§ **Dataset**
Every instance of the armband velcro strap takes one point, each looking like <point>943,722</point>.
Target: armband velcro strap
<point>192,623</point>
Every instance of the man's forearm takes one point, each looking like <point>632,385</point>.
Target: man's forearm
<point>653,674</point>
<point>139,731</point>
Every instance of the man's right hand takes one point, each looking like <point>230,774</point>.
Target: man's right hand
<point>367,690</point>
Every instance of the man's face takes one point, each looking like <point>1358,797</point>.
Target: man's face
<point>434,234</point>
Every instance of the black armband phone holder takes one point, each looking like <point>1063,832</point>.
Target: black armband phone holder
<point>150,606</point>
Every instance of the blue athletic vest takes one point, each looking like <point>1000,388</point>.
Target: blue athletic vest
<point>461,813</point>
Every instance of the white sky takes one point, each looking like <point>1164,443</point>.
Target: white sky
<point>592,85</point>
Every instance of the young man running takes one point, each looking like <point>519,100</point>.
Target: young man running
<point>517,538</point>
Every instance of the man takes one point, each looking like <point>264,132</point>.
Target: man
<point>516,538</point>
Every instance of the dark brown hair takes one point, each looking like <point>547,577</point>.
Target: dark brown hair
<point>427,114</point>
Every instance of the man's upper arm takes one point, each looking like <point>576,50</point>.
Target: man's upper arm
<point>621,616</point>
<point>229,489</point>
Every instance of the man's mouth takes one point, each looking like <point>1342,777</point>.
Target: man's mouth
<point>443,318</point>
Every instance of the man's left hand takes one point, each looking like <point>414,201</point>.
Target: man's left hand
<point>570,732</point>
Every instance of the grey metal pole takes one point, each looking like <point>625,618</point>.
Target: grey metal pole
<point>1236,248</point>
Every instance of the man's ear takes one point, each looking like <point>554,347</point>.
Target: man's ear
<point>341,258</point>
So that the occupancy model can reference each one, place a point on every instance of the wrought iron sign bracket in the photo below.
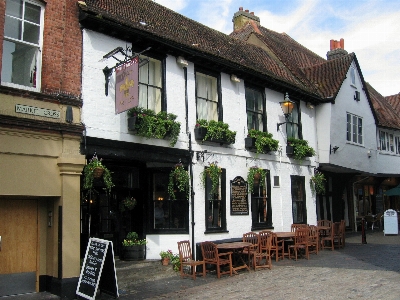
(108, 71)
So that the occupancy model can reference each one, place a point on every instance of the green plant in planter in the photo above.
(132, 239)
(255, 173)
(178, 177)
(214, 172)
(263, 140)
(317, 183)
(217, 130)
(152, 125)
(90, 172)
(301, 149)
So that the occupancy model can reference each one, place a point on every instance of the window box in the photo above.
(146, 123)
(216, 132)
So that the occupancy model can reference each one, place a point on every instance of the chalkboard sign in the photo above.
(98, 270)
(239, 202)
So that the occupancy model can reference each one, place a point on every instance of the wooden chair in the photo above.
(330, 237)
(263, 251)
(185, 258)
(300, 242)
(277, 246)
(210, 254)
(250, 237)
(313, 239)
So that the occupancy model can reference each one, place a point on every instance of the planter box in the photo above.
(250, 144)
(131, 123)
(289, 150)
(137, 252)
(200, 133)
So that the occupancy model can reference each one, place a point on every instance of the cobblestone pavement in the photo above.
(359, 271)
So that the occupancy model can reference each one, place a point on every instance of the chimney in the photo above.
(241, 18)
(336, 49)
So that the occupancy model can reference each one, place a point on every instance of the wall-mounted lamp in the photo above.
(234, 78)
(310, 105)
(181, 61)
(287, 106)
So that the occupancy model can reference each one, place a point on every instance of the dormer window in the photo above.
(353, 76)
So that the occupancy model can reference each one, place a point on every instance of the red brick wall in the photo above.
(62, 48)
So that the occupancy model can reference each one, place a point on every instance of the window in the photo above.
(150, 84)
(299, 209)
(354, 129)
(22, 44)
(167, 215)
(261, 213)
(353, 76)
(207, 97)
(293, 124)
(215, 205)
(255, 109)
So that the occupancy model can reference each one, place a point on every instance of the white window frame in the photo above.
(39, 47)
(352, 136)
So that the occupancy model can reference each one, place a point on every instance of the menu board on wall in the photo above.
(239, 197)
(98, 270)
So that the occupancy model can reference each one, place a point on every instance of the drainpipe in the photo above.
(191, 161)
(354, 203)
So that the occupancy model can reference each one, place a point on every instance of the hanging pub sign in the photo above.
(239, 202)
(126, 85)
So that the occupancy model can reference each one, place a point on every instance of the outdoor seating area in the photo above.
(257, 249)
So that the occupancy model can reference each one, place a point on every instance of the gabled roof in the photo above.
(387, 114)
(162, 25)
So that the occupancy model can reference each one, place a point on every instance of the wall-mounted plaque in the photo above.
(239, 197)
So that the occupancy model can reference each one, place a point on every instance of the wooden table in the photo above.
(237, 249)
(285, 235)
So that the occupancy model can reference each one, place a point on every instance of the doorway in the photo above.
(18, 246)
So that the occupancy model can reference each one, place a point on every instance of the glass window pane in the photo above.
(32, 13)
(13, 28)
(31, 33)
(14, 8)
(19, 62)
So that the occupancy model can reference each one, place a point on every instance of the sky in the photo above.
(370, 28)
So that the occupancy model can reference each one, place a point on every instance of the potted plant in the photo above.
(254, 176)
(299, 149)
(128, 203)
(214, 131)
(96, 169)
(214, 173)
(166, 257)
(263, 142)
(178, 178)
(317, 183)
(146, 123)
(133, 248)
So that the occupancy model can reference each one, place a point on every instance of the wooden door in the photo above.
(18, 253)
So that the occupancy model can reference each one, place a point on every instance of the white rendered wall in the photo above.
(98, 114)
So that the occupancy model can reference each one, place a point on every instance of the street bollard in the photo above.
(363, 235)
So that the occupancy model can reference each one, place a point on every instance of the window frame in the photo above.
(253, 111)
(350, 134)
(207, 198)
(217, 76)
(35, 73)
(167, 204)
(162, 59)
(300, 182)
(255, 225)
(290, 124)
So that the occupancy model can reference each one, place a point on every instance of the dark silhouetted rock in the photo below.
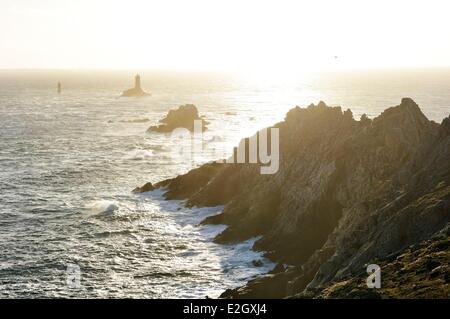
(144, 189)
(137, 90)
(345, 195)
(183, 117)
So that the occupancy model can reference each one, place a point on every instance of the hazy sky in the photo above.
(230, 35)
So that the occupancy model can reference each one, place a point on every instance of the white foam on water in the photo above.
(139, 155)
(103, 206)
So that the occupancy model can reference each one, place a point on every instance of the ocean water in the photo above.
(68, 164)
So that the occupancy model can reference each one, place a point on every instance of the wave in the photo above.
(103, 206)
(139, 155)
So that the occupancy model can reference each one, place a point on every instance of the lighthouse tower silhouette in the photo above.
(137, 82)
(137, 90)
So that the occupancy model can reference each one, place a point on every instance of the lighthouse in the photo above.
(137, 90)
(137, 82)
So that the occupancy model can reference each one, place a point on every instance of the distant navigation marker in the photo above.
(137, 90)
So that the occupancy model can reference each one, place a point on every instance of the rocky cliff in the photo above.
(348, 193)
(183, 117)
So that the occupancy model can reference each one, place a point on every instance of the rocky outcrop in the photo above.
(348, 193)
(184, 117)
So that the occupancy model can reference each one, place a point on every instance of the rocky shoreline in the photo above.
(348, 193)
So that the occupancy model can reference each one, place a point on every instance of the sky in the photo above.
(223, 35)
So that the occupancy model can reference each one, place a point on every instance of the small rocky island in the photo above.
(348, 194)
(183, 117)
(137, 91)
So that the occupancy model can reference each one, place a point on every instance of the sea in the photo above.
(70, 226)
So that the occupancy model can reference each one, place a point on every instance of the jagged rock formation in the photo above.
(348, 193)
(137, 91)
(184, 117)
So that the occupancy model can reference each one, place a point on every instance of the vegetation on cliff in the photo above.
(348, 193)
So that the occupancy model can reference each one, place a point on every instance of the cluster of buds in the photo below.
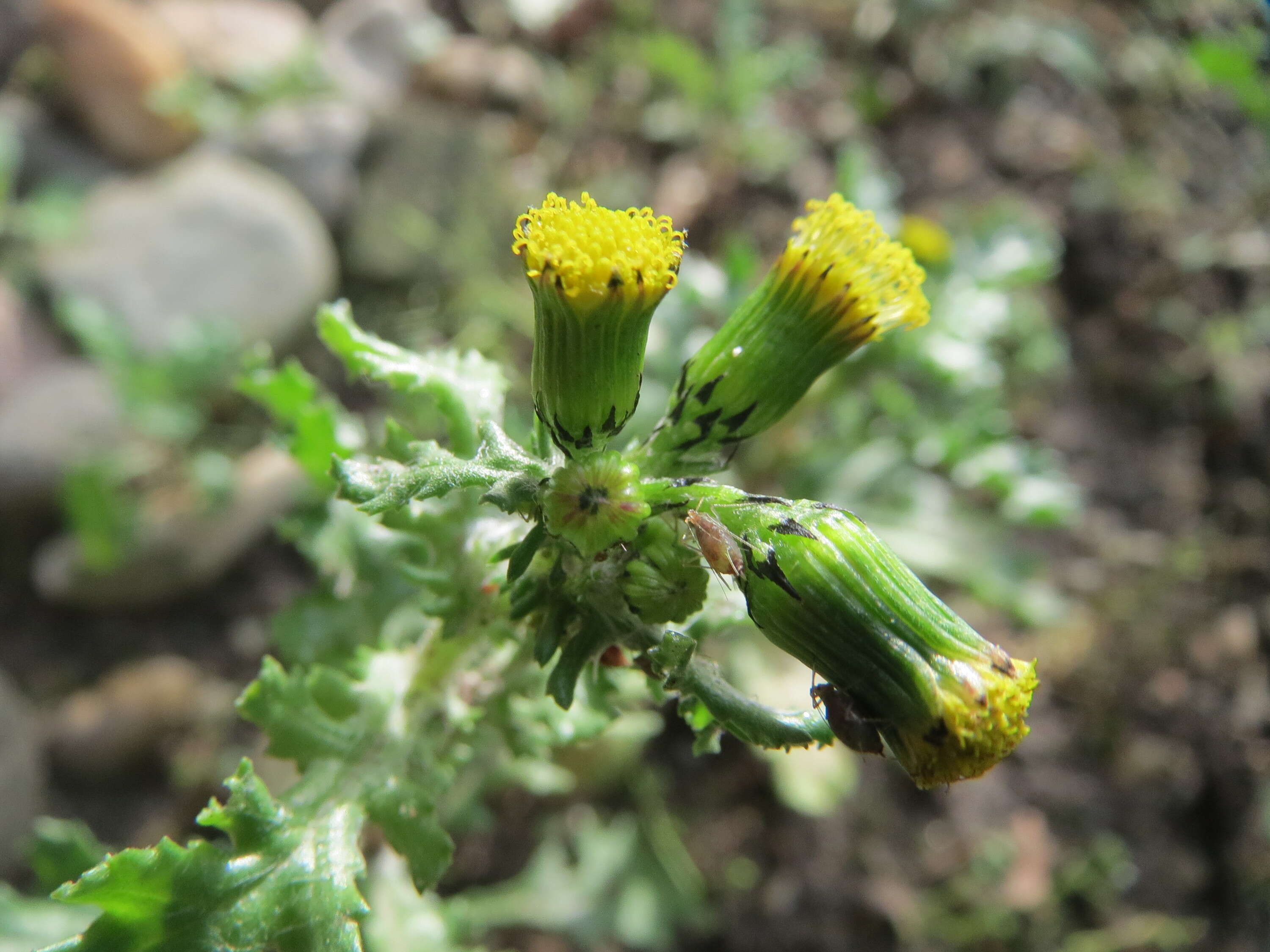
(901, 667)
(903, 674)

§ **Exercise prompt**
Starting at the beginning of the records and ending at the line that contains "<point>139,731</point>", convert them into a two-column CSV with the header instruction,points. Give one row per record, with its text and its answer each in a single quoted field and line breaks replaced by spaces.

§ **Expected output**
instruction,points
"Every instance of the armband velcro strap takes one point, each looking like <point>943,722</point>. Target: armband velcro strap","<point>192,623</point>"
"Every instance of the man's forearm takes one point, each looking like <point>632,385</point>. Target: man's forearm","<point>653,674</point> <point>139,731</point>"